You have probably heard of (or even invested in) cryptocurrencies like Bitcoin, Litecoin, and Ethereum. For those that aren’t sure what I’m talking about, cryptocurrencies are a new kind of money that only exist digitally. While you can’t hold such currency at your local bank or buy gas or groceries with them (yet), these digital assets have real value. According to CoinDesk (www.coindesk.com), as of January 31st, a single Bitcoin was valued at $10,164.45. So, if these currencies have value, it stands to reason that they should be included in your estate plan, right? Well, yes, but it’s a little tricky!
One of the main facets of cryptocurrencies is that there is no centralized system for control or ownership. Also, cryptocurrency is meant to come with some level of anonymity, so no coin bears a specific title. Rather, each coin is assigned to two encrypted “keys” – a public key and a private key. The public key or public address is the information others would use to transfer their cryptocurrency to you. The private key – made up of some long combination of letters and numbers – is the key you would use to access and transfer your currency to others. So, as long as you hold the key, you can transfer your crypto-wealth to others, no problem!

[Direction 1]:
Answer these questions from the cryptocurrency text:
(a) According to CoinDesk, what was a single Bitcoin worth as of January 31st?
(b) What two encrypted keys is each coin assigned to?
(c) What is the private key made up of?
[Direction 2]: Repeat the cryptocurrency text from "One of the main" up to and including "others, no problem!".
[Direction 3]: Name every cryptocurrency that the cryptocurrency text mentions by name.

[Material shown]:
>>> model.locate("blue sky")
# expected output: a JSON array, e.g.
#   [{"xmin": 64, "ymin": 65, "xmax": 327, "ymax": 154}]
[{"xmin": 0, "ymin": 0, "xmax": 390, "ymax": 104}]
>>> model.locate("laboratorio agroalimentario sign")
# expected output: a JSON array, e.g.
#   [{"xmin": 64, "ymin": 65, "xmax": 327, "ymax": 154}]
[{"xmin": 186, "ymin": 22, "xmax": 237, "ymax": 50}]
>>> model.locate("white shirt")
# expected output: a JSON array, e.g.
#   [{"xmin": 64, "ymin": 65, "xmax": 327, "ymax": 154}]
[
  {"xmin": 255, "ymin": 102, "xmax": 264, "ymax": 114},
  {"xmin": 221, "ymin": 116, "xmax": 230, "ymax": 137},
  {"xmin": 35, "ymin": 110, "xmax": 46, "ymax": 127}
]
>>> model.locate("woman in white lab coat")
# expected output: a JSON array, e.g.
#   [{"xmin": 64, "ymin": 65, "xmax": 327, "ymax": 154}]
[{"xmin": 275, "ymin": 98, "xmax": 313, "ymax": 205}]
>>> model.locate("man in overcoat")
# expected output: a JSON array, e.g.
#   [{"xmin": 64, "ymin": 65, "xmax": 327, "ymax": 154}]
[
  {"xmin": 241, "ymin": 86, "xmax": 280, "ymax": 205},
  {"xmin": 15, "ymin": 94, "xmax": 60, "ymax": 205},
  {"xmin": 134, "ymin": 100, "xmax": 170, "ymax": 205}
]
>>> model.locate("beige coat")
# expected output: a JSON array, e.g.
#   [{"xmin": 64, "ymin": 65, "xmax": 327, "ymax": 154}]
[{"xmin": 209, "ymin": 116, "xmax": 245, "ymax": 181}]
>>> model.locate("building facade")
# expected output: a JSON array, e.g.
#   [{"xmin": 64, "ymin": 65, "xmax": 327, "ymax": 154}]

[Expected answer 1]:
(a) $10,164.45
(b) A public key and a private key
(c) Some long combination of letters and numbers

[Expected answer 2]:
One of the main facets of cryptocurrencies is that there is no centralized system for control or ownership. Also, cryptocurrency is meant to come with some level of anonymity, so no coin bears a specific title. Rather, each coin is assigned to two encrypted “keys” – a public key and a private key. The public key or public address is the information others would use to transfer their cryptocurrency to you. The private key – made up of some long combination of letters and numbers – is the key you would use to access and transfer your currency to others. So, as long as you hold the key, you can transfer your crypto-wealth to others, no problem!

[Expected answer 3]: Bitcoin, Litecoin, Ethereum